_Work task_
Stopping right after the line with "Task: put a point on every instance of the bison in", please reproduce the material below exactly from its first line.

BEGIN

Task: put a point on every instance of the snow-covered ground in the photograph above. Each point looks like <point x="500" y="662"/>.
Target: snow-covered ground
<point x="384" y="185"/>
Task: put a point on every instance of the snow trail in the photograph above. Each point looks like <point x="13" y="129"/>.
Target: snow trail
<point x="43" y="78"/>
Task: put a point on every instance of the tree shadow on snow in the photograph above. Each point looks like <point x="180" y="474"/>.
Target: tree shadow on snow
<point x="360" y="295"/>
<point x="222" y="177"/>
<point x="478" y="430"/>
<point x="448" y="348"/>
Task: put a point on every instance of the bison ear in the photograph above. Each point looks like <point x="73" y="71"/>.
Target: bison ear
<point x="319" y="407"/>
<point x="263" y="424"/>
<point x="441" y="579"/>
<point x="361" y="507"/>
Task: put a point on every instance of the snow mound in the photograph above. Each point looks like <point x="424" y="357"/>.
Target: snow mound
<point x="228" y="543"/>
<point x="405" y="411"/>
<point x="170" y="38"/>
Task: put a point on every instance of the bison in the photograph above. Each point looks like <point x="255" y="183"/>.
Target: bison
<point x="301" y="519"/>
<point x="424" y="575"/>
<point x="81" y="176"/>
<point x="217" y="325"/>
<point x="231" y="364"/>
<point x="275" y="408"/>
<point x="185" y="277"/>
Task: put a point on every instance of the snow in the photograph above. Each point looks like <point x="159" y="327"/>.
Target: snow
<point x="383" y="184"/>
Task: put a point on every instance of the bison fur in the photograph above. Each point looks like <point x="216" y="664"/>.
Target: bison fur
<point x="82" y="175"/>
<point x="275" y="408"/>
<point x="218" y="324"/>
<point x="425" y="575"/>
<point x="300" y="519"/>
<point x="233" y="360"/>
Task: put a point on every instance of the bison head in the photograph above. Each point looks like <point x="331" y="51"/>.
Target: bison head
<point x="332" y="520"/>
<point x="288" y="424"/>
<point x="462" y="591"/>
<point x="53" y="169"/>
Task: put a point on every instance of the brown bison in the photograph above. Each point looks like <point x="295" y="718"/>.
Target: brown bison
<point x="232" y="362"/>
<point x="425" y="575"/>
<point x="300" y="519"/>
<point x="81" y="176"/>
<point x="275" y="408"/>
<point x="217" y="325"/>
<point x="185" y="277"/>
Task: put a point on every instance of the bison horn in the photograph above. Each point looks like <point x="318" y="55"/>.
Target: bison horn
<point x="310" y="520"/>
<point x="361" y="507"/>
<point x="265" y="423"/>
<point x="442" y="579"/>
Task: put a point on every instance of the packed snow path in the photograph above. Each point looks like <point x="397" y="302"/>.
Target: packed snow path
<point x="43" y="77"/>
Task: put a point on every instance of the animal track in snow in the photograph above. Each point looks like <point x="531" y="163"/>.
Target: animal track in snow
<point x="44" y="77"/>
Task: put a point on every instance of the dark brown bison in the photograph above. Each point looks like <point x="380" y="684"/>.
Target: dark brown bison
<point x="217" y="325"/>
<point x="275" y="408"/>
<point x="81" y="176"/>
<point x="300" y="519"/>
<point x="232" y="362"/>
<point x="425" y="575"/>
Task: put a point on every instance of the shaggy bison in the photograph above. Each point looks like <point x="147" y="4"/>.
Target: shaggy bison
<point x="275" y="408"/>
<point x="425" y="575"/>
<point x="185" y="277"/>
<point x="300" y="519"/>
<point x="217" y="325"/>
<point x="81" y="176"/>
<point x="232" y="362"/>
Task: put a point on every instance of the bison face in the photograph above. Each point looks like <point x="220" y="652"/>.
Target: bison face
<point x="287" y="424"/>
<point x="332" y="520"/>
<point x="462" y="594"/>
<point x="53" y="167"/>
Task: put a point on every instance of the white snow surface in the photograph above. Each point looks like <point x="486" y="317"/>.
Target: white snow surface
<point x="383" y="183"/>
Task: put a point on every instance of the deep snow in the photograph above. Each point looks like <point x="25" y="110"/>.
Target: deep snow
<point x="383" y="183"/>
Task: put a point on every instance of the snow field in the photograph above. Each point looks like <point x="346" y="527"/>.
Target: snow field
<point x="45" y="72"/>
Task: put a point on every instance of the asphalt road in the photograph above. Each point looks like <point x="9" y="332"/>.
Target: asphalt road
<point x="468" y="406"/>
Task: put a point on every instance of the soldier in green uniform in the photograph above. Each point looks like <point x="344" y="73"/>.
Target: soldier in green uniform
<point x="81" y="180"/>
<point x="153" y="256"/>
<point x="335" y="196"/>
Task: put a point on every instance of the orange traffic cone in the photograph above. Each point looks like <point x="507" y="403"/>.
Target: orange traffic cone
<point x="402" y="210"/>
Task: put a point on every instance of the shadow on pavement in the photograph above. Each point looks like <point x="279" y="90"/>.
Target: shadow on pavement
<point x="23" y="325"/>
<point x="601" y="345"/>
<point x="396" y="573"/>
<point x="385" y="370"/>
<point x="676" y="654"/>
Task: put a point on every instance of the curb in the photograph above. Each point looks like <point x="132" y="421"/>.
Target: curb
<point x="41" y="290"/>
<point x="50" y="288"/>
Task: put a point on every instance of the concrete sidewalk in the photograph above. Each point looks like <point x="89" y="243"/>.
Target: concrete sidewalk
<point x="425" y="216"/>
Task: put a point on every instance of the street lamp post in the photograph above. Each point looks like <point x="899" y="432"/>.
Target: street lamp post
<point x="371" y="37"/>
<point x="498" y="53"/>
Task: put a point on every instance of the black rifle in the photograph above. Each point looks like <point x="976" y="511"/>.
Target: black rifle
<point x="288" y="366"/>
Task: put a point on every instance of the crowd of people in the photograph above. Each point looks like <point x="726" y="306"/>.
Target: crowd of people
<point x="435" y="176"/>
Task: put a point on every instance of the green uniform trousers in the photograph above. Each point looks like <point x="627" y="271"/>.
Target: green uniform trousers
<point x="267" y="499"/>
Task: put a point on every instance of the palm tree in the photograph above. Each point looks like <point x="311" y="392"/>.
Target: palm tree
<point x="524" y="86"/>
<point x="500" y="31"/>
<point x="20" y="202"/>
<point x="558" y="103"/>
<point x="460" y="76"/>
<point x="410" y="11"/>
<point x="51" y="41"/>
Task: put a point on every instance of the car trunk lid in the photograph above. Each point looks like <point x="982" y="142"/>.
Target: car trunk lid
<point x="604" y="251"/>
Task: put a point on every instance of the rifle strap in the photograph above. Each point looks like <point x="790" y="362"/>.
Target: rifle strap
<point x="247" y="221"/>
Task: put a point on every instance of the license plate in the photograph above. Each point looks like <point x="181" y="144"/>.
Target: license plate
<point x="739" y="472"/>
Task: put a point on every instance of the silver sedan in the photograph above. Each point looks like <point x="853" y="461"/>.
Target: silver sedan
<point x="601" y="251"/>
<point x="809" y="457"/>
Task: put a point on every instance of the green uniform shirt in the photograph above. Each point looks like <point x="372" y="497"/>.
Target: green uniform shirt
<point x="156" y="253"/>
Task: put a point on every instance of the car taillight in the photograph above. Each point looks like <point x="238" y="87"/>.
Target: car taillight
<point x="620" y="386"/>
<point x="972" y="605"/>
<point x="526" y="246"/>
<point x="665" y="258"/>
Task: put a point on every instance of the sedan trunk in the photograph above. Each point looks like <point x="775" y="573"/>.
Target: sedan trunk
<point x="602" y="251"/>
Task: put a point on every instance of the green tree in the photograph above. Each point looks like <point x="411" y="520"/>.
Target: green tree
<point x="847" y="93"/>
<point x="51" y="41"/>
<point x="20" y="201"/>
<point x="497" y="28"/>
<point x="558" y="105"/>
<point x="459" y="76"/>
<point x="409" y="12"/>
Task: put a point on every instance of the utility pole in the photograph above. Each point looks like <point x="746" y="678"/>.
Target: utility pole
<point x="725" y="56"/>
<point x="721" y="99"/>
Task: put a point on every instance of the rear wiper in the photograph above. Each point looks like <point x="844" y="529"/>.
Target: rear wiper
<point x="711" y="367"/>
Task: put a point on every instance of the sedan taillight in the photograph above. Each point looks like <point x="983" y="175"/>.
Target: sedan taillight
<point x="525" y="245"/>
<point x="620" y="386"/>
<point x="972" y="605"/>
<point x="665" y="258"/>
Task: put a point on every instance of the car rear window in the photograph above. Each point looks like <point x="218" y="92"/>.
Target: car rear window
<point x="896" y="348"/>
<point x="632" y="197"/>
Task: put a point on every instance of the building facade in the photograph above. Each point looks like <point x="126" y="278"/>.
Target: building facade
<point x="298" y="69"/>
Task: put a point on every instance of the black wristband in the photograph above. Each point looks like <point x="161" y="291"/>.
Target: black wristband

END

_Answer box_
Task: put a point on every instance of the snow-covered ground in the photograph above. Each point looks like <point x="500" y="662"/>.
Target: snow-covered ground
<point x="384" y="185"/>
Task: put a point on every instance of the snow trail in the photograph above. Each point looks like <point x="13" y="129"/>.
Target: snow trail
<point x="43" y="78"/>
Task: put a point on every instance of the tree shadow on snow in the photograph above. Each point looks like <point x="180" y="474"/>.
Target: tree shadow on snow
<point x="360" y="295"/>
<point x="222" y="177"/>
<point x="478" y="430"/>
<point x="448" y="348"/>
Task: put a point on every instance of the bison ear in the photograph above. Each point looks like <point x="73" y="71"/>.
Target: bison ear
<point x="319" y="407"/>
<point x="263" y="424"/>
<point x="441" y="579"/>
<point x="361" y="507"/>
Task: put a point on every instance of the snow mound in the photograph above. Each point looks like <point x="424" y="357"/>.
Target: snow mound
<point x="228" y="543"/>
<point x="405" y="411"/>
<point x="170" y="38"/>
Task: put a point on every instance of the bison in the photograph above. Each point looks like <point x="255" y="183"/>.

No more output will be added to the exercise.